:: Aim ::
Give back the entire listing verbatim.

Stored data:
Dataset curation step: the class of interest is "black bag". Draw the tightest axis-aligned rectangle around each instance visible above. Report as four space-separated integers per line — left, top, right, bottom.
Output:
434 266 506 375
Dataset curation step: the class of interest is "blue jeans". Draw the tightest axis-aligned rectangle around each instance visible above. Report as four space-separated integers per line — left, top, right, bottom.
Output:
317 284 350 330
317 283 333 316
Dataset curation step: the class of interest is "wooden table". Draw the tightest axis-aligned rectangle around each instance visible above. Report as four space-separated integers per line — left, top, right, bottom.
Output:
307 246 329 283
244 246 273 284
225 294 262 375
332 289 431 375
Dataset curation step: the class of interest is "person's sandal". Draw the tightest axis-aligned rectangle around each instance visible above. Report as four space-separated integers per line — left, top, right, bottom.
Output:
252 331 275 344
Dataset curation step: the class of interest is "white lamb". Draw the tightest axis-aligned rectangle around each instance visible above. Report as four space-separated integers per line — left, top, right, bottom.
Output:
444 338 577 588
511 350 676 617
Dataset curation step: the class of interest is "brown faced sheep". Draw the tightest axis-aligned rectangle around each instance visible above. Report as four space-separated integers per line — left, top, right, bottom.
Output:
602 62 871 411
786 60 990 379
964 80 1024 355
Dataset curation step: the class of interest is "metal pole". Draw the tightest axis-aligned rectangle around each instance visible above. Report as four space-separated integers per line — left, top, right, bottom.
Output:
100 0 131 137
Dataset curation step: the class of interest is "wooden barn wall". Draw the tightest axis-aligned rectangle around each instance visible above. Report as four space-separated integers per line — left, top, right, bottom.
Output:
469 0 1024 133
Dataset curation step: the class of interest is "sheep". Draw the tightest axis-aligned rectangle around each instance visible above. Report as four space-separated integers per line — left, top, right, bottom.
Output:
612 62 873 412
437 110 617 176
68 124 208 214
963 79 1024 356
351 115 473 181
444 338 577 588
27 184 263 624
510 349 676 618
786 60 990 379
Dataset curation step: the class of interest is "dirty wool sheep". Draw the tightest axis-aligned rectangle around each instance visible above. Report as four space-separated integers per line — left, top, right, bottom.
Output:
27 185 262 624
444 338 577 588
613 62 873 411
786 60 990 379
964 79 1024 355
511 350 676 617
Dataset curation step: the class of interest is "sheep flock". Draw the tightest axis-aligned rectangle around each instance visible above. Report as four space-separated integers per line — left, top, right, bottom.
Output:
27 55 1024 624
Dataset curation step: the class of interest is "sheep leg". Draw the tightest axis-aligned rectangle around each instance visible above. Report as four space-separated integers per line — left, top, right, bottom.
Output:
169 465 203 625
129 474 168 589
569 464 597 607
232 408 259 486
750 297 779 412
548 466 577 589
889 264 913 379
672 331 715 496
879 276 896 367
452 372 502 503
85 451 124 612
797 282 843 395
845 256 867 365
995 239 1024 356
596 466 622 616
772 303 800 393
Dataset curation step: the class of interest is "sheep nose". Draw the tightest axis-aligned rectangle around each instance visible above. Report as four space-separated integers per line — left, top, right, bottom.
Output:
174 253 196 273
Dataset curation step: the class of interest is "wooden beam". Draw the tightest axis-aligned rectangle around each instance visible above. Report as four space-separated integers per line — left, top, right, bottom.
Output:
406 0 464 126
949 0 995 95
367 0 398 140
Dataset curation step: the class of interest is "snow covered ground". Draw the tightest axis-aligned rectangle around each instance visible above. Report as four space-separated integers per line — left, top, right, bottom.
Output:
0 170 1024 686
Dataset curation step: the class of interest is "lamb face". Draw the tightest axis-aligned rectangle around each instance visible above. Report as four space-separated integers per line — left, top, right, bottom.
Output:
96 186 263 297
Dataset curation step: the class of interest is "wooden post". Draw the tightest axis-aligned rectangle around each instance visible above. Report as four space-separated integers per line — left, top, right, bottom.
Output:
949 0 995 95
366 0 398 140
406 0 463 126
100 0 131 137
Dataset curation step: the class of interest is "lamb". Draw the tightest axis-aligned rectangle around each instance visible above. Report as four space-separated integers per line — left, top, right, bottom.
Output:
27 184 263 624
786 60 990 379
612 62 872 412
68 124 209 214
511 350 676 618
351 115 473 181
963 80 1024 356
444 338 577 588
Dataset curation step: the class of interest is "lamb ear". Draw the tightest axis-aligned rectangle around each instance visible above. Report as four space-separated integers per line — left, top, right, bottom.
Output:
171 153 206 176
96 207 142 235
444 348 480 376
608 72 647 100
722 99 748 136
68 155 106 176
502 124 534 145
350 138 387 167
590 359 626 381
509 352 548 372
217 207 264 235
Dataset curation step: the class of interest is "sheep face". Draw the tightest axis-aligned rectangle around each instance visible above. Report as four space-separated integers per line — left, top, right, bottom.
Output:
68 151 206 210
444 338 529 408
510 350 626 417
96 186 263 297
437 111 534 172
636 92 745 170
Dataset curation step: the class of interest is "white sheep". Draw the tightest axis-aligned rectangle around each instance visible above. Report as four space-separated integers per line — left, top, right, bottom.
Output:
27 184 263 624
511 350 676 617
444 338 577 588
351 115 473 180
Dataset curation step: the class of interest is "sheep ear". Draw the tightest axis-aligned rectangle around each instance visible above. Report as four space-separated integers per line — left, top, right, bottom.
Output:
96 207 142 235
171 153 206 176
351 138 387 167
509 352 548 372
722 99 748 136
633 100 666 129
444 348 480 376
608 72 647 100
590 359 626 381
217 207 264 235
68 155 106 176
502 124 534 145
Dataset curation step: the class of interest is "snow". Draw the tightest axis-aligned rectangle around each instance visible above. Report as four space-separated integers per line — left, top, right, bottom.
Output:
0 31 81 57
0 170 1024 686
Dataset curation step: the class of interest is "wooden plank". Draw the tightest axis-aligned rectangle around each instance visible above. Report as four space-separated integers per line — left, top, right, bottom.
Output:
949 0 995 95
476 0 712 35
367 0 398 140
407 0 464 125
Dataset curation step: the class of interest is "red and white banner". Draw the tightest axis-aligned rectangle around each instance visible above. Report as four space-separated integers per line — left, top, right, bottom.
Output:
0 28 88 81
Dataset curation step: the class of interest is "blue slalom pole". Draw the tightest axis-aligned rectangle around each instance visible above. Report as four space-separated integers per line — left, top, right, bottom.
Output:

:: Exercise output ::
Dataset curation step: the class of interest is "black bag". Draw the tightest axis-aligned rectangle around each instance visible above. Report as four space-separated integers per line — left, top, right, bottom.
Output:
434 266 506 375
Dataset curation step: the class of interest is "blue jeans". Draw the tightest axis-aligned rectangle around each instance visible above. Report as four space-separated integers per line — left, top, right, bottom.
Output:
317 284 350 330
317 283 333 316
Dataset curation step: the class of interest is "wooden table". Draw the tightest axis-aligned rectangle around each instance visible above. Report as four space-separated integers per line — left, top, right, bottom.
Output:
307 246 329 283
244 246 273 284
225 294 262 375
332 289 431 375
Dataset curation step: the class of interest is "person's sandal". Draw the tightest axis-aligned rectangle around each instance visible above. Report as four space-separated integers per line — left, top, right, bottom.
Output:
252 331 275 344
Dataset curation step: the class of interest is "white lamb". Draw the tightest axis-aligned rectangle around each instance visible above. Report as four space-separated integers per line — left, top, right, bottom.
Output:
444 338 577 588
511 350 676 617
Dataset curation step: the class of interest is "brown faced sheep". Draw the tightest axis-aligned rectangle around each instance visible above. Report as four space-separated integers per line — left, top, right, bottom.
Output:
602 62 871 411
786 60 990 379
964 80 1024 355
Dataset curation step: the class of interest is "metal pole". Draw the tightest axis-aligned rectangle around each instance visible above. Report as four space-separated integers per line — left, top, right, bottom.
Output:
100 0 131 137
Dataset curation step: the class of interest is "wooden barn wall". Draw the tightest axis-aligned rectangle around each instance visible above. Report as four space-separated integers per line — left, top, right, bottom.
Output:
469 0 1024 133
Dataset curation step: the class of interest is "sheep". Draw the tightest axis-aligned rectangle around each instance visible above. Report as four space-separated integers per line — left, top, right, bottom.
Output:
612 62 873 412
437 110 617 176
68 124 208 214
963 79 1024 356
351 115 473 181
444 338 577 588
27 184 263 624
510 349 676 618
786 60 990 379
Dataset curation step: the class of interest is "dirty wool sheep". Draw the tightest axis-aligned rectangle around each instance visible above. Report as four space-separated integers per line — left, top, right, bottom.
Output:
27 185 262 624
444 338 577 588
613 62 873 411
786 60 990 379
964 79 1024 355
511 350 676 617
Dataset curation step: the class of interest is "sheep flock". Draw the tightest axis-aligned rectangle around each instance visible above. Report as four space-separated integers per line — left, top, right, bottom.
Output:
27 55 1024 624
Dataset curation step: the class of interest is "sheep leg". Draw the tightest axis-aligned rectangle around each instance visible above. Report as four space-separated integers per line — left, top, right, bottom.
Output:
169 465 203 625
129 474 168 589
569 464 597 607
232 408 259 486
750 297 779 412
548 466 577 589
889 264 913 379
672 331 715 496
879 276 896 367
452 372 502 503
85 451 124 612
797 282 843 395
845 256 867 365
995 239 1024 356
596 466 622 616
772 303 800 393
Dataset curation step: the class of interest is "sheep nose". Draw the tightest axis-aligned rectangle around each instance visible above. Report as four space-separated integers per line — left, top, right, bottom.
Output:
174 253 196 273
Dataset curation step: the class of interest is "wooden beam". Draw the tightest axis-aligned rectangle around each instance visible above. Report as four space-separated integers per line — left, top, right, bottom.
Output:
406 0 464 126
949 0 995 95
367 0 398 140
Dataset curation step: the class of interest is "snow covered ground". Draw the tightest axis-aligned rectangle around each instance visible above. Report as four space-separated integers per line — left, top, right, bottom.
Output:
0 170 1024 686
Dataset curation step: the class of interest is "lamb face". Draw the tightest axis-aligned rectangle around each instance visible above. Report as four space-separated integers per line — left, top, right, bottom.
Output:
96 186 263 297
Dataset curation step: the class of interest is "wooden post". Draw the tightest axis-aligned rectangle around each instance visible above. Report as four space-separated integers per line — left, top, right, bottom.
Output:
949 0 995 95
366 0 398 140
406 0 463 126
100 0 131 137
Dataset curation step: the class of interest is "lamb". Draw the tightest axis-aligned rectangle around each instance visible above. Report as four space-separated integers per line — left, top, right, bottom.
Output:
27 184 263 624
786 60 990 379
612 62 872 412
68 124 209 214
511 350 676 618
351 115 473 181
963 80 1024 356
444 338 577 588
Dataset curation step: the class of interest is "lamb ear". Draw the tightest axis-aligned rectangle around each instance visible above. Report as four space-separated integers per line — left, top, right, bottom.
Output:
171 153 206 176
96 207 142 235
444 348 480 376
608 72 647 100
722 99 748 136
68 155 106 176
502 124 534 145
350 138 387 167
590 359 626 381
509 352 548 372
217 207 264 235
Dataset curation step: the class of interest is "sheep face". Draw the tightest axis-aligned rectangle around each instance visible above. Report as four space-separated integers per line — left, top, right, bottom.
Output:
68 151 206 210
444 338 529 408
510 350 626 417
96 186 263 297
437 111 534 172
636 92 745 170
Dataset curation step: the class of interest is "white sheep". Draw the tightest axis-aligned rectangle around each instance visible above. Report as four space-separated integers per line — left, top, right, bottom.
Output:
27 184 263 624
511 350 676 617
444 338 577 588
351 115 473 180
Dataset curation step: the class of interest is "sheep ear". Draw the tightest axis-aligned rectangle around each instance visible above. Report as four space-separated integers per line — left, top, right, bottom.
Output:
96 207 142 235
171 153 206 176
351 138 387 167
509 352 548 372
722 99 748 136
633 100 666 129
444 348 480 376
608 72 647 100
590 359 626 381
217 207 264 235
68 155 106 176
502 124 534 145
Dataset curation step: the class of interest is "snow". Draw the tightest axis-aligned rectangle around each instance visible above. Report as four space-separated integers per line — left, top, right, bottom.
Output:
0 31 81 57
0 170 1024 686
Dataset curation step: the class of interest is "wooden plank". Draw the tightest axis-aligned rectangle around each instance visible above. Report as four space-separated integers per line — left, top, right, bottom.
Output:
949 0 995 95
476 0 712 35
367 0 398 140
407 0 464 125
Dataset curation step: the class of interest is "red and white banner". Draw the tightest axis-aligned rectangle around each instance visible above. Report as four space-separated integers per line — left, top, right, bottom.
Output:
0 28 88 81
Dataset curation step: the class of interest is "blue slalom pole". Draw the tightest axis-aligned rectangle around each instance visible above. Report as four space-separated integers per line — left, top, right, bottom.
Output:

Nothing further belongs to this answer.